→ Text for analysis:
- - -

At the Shepherd’s Widows Home at Nagpada, Mumbai, large posters urge its residents against "avoiding an over-inclination to wor ry about everything and placing a greater faith in your maker". Other posters exhort them to go on "living instead of just existing". Ageing Winnie Henry David has taken this advice to heart, shutting off the intransigence of her four children into the past which has no place in her present. She was locked out of her spacious flat in Malad by her eldest daughter one day. But Winnie had anticipated this all along. When her husband, a former manager with Rally Fans, was alive she had lived like a queen, her hands untouched by any household chores, ruling over a fleet of servants. All that changed nine years ago when her husband died. The barbs had their cruel effect, with Winnie’s eldest daughter taking the lead by having the flat transferred in her own name. Winnie had no one to turn to, with her other two daughters having married into Hindu homes where she was not sure of her welcome. Her son had joined hands with the hostile eldest daughter who, not content with cheating her mother of her home, also had the locks changed to ensure she never tried to enter it again. All her jewellery disappeared, too, gradually. When Winnie’s desperate tale reached the ears of her husband’s boss he had her admitted in this home. Recently, one of her younger daughters who had wandered away from the family started visiting her mother. Christmas was a nice family affair, with the grandchildren around, but this too did not last. "My son quar relled with this girl and now even these visits have stopped." But not unexpectedly, Winnie does not miss them anymore. She says she is happy at her new home.

SAVITRIBAI JADAV 

She is fighting her son in court. She had to take this step because he turned her out of her own home despite the fact that she had struggled to build the tenement after years of hard work. What upsets her most is the fact that her son dragged some henchmen to the house in order to threaten Savitribai to leave. A bitter person today, thanks to her son’s behaviour, Savitribai hopes that the court will mete out justice—so that she can live her twilight years with dignity.

- - -

→ Data extract:
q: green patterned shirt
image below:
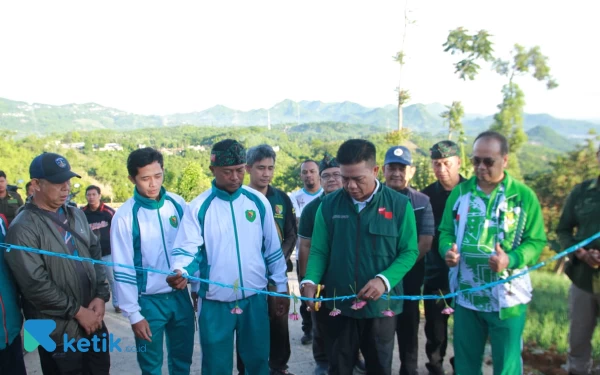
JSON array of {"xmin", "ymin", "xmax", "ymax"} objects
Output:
[{"xmin": 457, "ymin": 184, "xmax": 504, "ymax": 312}]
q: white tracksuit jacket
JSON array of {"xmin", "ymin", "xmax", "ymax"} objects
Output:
[
  {"xmin": 110, "ymin": 188, "xmax": 186, "ymax": 324},
  {"xmin": 171, "ymin": 182, "xmax": 287, "ymax": 302}
]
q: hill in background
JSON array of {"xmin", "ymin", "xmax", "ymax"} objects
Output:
[{"xmin": 0, "ymin": 98, "xmax": 600, "ymax": 138}]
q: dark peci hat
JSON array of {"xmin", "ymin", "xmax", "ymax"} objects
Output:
[
  {"xmin": 319, "ymin": 152, "xmax": 340, "ymax": 174},
  {"xmin": 29, "ymin": 152, "xmax": 81, "ymax": 184},
  {"xmin": 383, "ymin": 146, "xmax": 412, "ymax": 165},
  {"xmin": 429, "ymin": 141, "xmax": 460, "ymax": 160},
  {"xmin": 210, "ymin": 139, "xmax": 246, "ymax": 167}
]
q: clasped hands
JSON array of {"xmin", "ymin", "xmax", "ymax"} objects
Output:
[
  {"xmin": 445, "ymin": 243, "xmax": 510, "ymax": 272},
  {"xmin": 302, "ymin": 277, "xmax": 386, "ymax": 311}
]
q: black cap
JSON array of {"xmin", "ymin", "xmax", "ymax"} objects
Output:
[{"xmin": 29, "ymin": 152, "xmax": 81, "ymax": 184}]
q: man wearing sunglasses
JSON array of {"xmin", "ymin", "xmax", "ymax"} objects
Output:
[
  {"xmin": 439, "ymin": 131, "xmax": 546, "ymax": 375},
  {"xmin": 556, "ymin": 144, "xmax": 600, "ymax": 374}
]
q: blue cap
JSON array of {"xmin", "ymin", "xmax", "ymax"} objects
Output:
[
  {"xmin": 383, "ymin": 146, "xmax": 412, "ymax": 165},
  {"xmin": 29, "ymin": 152, "xmax": 81, "ymax": 184}
]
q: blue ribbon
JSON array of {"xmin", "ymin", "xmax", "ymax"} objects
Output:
[{"xmin": 0, "ymin": 232, "xmax": 600, "ymax": 302}]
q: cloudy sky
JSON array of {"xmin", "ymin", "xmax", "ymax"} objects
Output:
[{"xmin": 0, "ymin": 0, "xmax": 600, "ymax": 119}]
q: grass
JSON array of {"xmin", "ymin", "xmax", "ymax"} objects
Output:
[{"xmin": 523, "ymin": 271, "xmax": 600, "ymax": 358}]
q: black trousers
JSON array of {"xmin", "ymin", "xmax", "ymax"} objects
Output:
[
  {"xmin": 324, "ymin": 309, "xmax": 396, "ymax": 375},
  {"xmin": 423, "ymin": 285, "xmax": 452, "ymax": 374},
  {"xmin": 296, "ymin": 261, "xmax": 313, "ymax": 334},
  {"xmin": 396, "ymin": 260, "xmax": 425, "ymax": 375},
  {"xmin": 236, "ymin": 297, "xmax": 292, "ymax": 374},
  {"xmin": 38, "ymin": 323, "xmax": 110, "ymax": 375},
  {"xmin": 0, "ymin": 335, "xmax": 27, "ymax": 375},
  {"xmin": 310, "ymin": 308, "xmax": 331, "ymax": 365}
]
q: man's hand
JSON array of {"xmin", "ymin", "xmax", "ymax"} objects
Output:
[
  {"xmin": 575, "ymin": 247, "xmax": 600, "ymax": 269},
  {"xmin": 488, "ymin": 243, "xmax": 510, "ymax": 272},
  {"xmin": 302, "ymin": 283, "xmax": 317, "ymax": 311},
  {"xmin": 357, "ymin": 277, "xmax": 385, "ymax": 301},
  {"xmin": 74, "ymin": 306, "xmax": 102, "ymax": 335},
  {"xmin": 192, "ymin": 292, "xmax": 198, "ymax": 312},
  {"xmin": 131, "ymin": 319, "xmax": 152, "ymax": 342},
  {"xmin": 167, "ymin": 270, "xmax": 187, "ymax": 290},
  {"xmin": 88, "ymin": 298, "xmax": 105, "ymax": 320},
  {"xmin": 446, "ymin": 244, "xmax": 460, "ymax": 267}
]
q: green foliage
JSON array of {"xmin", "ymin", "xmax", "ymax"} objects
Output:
[
  {"xmin": 440, "ymin": 101, "xmax": 465, "ymax": 141},
  {"xmin": 444, "ymin": 27, "xmax": 558, "ymax": 160},
  {"xmin": 525, "ymin": 136, "xmax": 600, "ymax": 259},
  {"xmin": 443, "ymin": 27, "xmax": 494, "ymax": 80},
  {"xmin": 175, "ymin": 162, "xmax": 210, "ymax": 202},
  {"xmin": 523, "ymin": 272, "xmax": 600, "ymax": 358}
]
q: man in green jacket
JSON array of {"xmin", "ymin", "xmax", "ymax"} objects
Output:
[
  {"xmin": 4, "ymin": 153, "xmax": 110, "ymax": 375},
  {"xmin": 439, "ymin": 131, "xmax": 546, "ymax": 375},
  {"xmin": 556, "ymin": 142, "xmax": 600, "ymax": 374},
  {"xmin": 301, "ymin": 139, "xmax": 419, "ymax": 375}
]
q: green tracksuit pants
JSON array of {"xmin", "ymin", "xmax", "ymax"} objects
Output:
[
  {"xmin": 135, "ymin": 289, "xmax": 195, "ymax": 375},
  {"xmin": 199, "ymin": 294, "xmax": 270, "ymax": 375},
  {"xmin": 454, "ymin": 305, "xmax": 526, "ymax": 375}
]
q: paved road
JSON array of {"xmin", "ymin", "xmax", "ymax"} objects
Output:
[{"xmin": 25, "ymin": 272, "xmax": 492, "ymax": 375}]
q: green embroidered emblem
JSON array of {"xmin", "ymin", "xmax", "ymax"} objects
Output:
[{"xmin": 246, "ymin": 210, "xmax": 256, "ymax": 223}]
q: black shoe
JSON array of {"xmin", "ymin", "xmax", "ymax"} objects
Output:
[
  {"xmin": 300, "ymin": 333, "xmax": 312, "ymax": 345},
  {"xmin": 425, "ymin": 363, "xmax": 446, "ymax": 375},
  {"xmin": 270, "ymin": 369, "xmax": 294, "ymax": 375}
]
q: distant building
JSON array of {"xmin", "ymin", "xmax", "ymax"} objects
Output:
[
  {"xmin": 60, "ymin": 142, "xmax": 85, "ymax": 150},
  {"xmin": 98, "ymin": 143, "xmax": 123, "ymax": 152}
]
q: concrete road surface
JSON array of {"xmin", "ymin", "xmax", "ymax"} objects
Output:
[{"xmin": 25, "ymin": 272, "xmax": 492, "ymax": 375}]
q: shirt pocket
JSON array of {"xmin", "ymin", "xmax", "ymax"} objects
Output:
[{"xmin": 368, "ymin": 219, "xmax": 398, "ymax": 258}]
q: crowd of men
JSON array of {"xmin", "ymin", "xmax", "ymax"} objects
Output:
[{"xmin": 0, "ymin": 131, "xmax": 600, "ymax": 375}]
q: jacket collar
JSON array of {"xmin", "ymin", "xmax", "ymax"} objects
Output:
[
  {"xmin": 133, "ymin": 186, "xmax": 167, "ymax": 210},
  {"xmin": 588, "ymin": 176, "xmax": 600, "ymax": 190},
  {"xmin": 465, "ymin": 170, "xmax": 518, "ymax": 197},
  {"xmin": 212, "ymin": 180, "xmax": 243, "ymax": 202}
]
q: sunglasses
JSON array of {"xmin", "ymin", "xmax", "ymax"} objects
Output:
[{"xmin": 471, "ymin": 156, "xmax": 496, "ymax": 167}]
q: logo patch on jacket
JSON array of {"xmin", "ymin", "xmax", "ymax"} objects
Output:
[
  {"xmin": 275, "ymin": 204, "xmax": 283, "ymax": 215},
  {"xmin": 246, "ymin": 210, "xmax": 256, "ymax": 223}
]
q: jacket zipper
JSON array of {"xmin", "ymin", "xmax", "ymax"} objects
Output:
[
  {"xmin": 229, "ymin": 200, "xmax": 246, "ymax": 298},
  {"xmin": 0, "ymin": 295, "xmax": 8, "ymax": 345},
  {"xmin": 354, "ymin": 212, "xmax": 366, "ymax": 293},
  {"xmin": 156, "ymin": 208, "xmax": 171, "ymax": 269}
]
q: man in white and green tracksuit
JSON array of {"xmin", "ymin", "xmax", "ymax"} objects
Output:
[
  {"xmin": 110, "ymin": 148, "xmax": 194, "ymax": 375},
  {"xmin": 439, "ymin": 131, "xmax": 546, "ymax": 375},
  {"xmin": 167, "ymin": 139, "xmax": 289, "ymax": 375}
]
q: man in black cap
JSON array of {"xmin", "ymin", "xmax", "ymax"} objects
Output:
[
  {"xmin": 298, "ymin": 153, "xmax": 342, "ymax": 375},
  {"xmin": 423, "ymin": 141, "xmax": 465, "ymax": 375},
  {"xmin": 5, "ymin": 153, "xmax": 110, "ymax": 374},
  {"xmin": 383, "ymin": 146, "xmax": 435, "ymax": 375},
  {"xmin": 167, "ymin": 139, "xmax": 290, "ymax": 375}
]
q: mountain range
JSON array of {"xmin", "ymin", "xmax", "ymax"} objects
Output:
[{"xmin": 0, "ymin": 98, "xmax": 600, "ymax": 138}]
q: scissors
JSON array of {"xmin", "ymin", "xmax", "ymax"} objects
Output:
[{"xmin": 315, "ymin": 284, "xmax": 323, "ymax": 311}]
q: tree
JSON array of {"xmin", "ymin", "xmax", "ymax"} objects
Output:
[
  {"xmin": 443, "ymin": 27, "xmax": 558, "ymax": 174},
  {"xmin": 393, "ymin": 0, "xmax": 414, "ymax": 132},
  {"xmin": 440, "ymin": 101, "xmax": 465, "ymax": 139},
  {"xmin": 525, "ymin": 131, "xmax": 600, "ymax": 272},
  {"xmin": 176, "ymin": 162, "xmax": 210, "ymax": 202}
]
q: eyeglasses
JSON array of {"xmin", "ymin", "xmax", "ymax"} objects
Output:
[
  {"xmin": 321, "ymin": 173, "xmax": 342, "ymax": 181},
  {"xmin": 471, "ymin": 156, "xmax": 496, "ymax": 167}
]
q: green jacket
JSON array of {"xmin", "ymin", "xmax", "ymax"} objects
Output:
[
  {"xmin": 304, "ymin": 184, "xmax": 419, "ymax": 318},
  {"xmin": 556, "ymin": 178, "xmax": 600, "ymax": 293},
  {"xmin": 439, "ymin": 172, "xmax": 547, "ymax": 318},
  {"xmin": 4, "ymin": 203, "xmax": 110, "ymax": 343},
  {"xmin": 0, "ymin": 190, "xmax": 23, "ymax": 225}
]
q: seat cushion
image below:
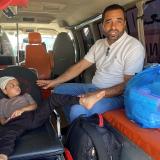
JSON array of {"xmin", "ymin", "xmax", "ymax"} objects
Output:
[
  {"xmin": 103, "ymin": 109, "xmax": 160, "ymax": 160},
  {"xmin": 9, "ymin": 122, "xmax": 64, "ymax": 160}
]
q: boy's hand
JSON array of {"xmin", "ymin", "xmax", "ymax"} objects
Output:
[{"xmin": 10, "ymin": 109, "xmax": 24, "ymax": 119}]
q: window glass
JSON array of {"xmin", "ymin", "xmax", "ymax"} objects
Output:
[
  {"xmin": 126, "ymin": 7, "xmax": 138, "ymax": 38},
  {"xmin": 97, "ymin": 22, "xmax": 105, "ymax": 38},
  {"xmin": 144, "ymin": 0, "xmax": 160, "ymax": 63},
  {"xmin": 82, "ymin": 27, "xmax": 94, "ymax": 53}
]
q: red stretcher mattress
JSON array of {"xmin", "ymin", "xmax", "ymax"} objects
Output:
[{"xmin": 103, "ymin": 109, "xmax": 160, "ymax": 160}]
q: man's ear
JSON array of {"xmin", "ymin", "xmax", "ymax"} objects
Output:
[{"xmin": 2, "ymin": 89, "xmax": 7, "ymax": 95}]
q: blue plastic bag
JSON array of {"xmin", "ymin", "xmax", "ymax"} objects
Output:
[{"xmin": 124, "ymin": 65, "xmax": 160, "ymax": 128}]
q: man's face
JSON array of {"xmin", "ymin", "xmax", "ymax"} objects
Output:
[
  {"xmin": 103, "ymin": 9, "xmax": 126, "ymax": 44},
  {"xmin": 3, "ymin": 79, "xmax": 21, "ymax": 98}
]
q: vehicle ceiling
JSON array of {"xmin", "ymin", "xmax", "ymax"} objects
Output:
[{"xmin": 0, "ymin": 0, "xmax": 136, "ymax": 32}]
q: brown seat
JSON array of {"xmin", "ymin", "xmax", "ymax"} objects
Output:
[{"xmin": 25, "ymin": 32, "xmax": 53, "ymax": 79}]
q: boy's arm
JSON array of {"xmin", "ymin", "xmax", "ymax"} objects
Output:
[
  {"xmin": 20, "ymin": 103, "xmax": 37, "ymax": 112},
  {"xmin": 10, "ymin": 103, "xmax": 37, "ymax": 118}
]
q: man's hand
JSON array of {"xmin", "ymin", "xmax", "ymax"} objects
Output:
[
  {"xmin": 37, "ymin": 80, "xmax": 56, "ymax": 89},
  {"xmin": 10, "ymin": 108, "xmax": 24, "ymax": 119},
  {"xmin": 79, "ymin": 91, "xmax": 105, "ymax": 109}
]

- - -

→ Instructions:
**a)** In the text about widows in Mumbai, who had Winnie admitted to the Shepherd's Widows Home?
**b)** Translate this sentence from the text about widows in Mumbai into Spanish: "All that changed nine years ago when her husband died."
**c)** Continue the text about widows in Mumbai from where it stops.

→ Outputs by task:
**a)** Her husband's boss.

**b)** Todo eso cambió hace nueve años, cuando murió su esposo.

**c)**
AMAR SINGH

After putting away money from his meagre Rs 1,200 salary at the Birla Mills, Singh used his provident fund collections to buy a lovely home in Gwalior. The rest of his savings were eaten up during his daughter’s wedding. In 1978, after his wife’s death, he transferred his house in the name of his only surviving heir and favourite child, his teenaged son. And looked forward to living there when he quit his job as mill-worker at the Bhiwandi powerlooms. So, he was shocked when his co-workers from Gwalior informed him of strangers living in his home. Singh rushed back to discover that the house had been sold off for Rs 2.5 lakh, with which his son had bought himself a lorry.

The homeless Singh, soon jobless too, had no place to go. He came to Mumbai and lived in its readymade homes, the railway platforms, for a while before moving into a dharamsala.

His son visited him once. Singh recalls the visit: "We spent exactly two minutes together. What do I have to say to him after what he has done to me? The social worker here is more kind to me than my own children."

AYESHA SHEIKH

Ayesha had always been self-sufficient, earning Rs 375 per month as ward assistant at Kasturba Hospital. But she spent all her earnings on her three-children family. And had nowhere to go after retirement. She moved into the home of a patient stricken with tuberculosis, who she claims, bequeathed his flat to her and all his provident fund money after a legal wedding. But when he died, his heirs, who had neglected him till then, landed to claim all. And turned Ayesha out. 

She spent three years living off relations but was politely asked to leave one day. She moved out into the streets till someone directed her to the Shepherd’s Widows Home.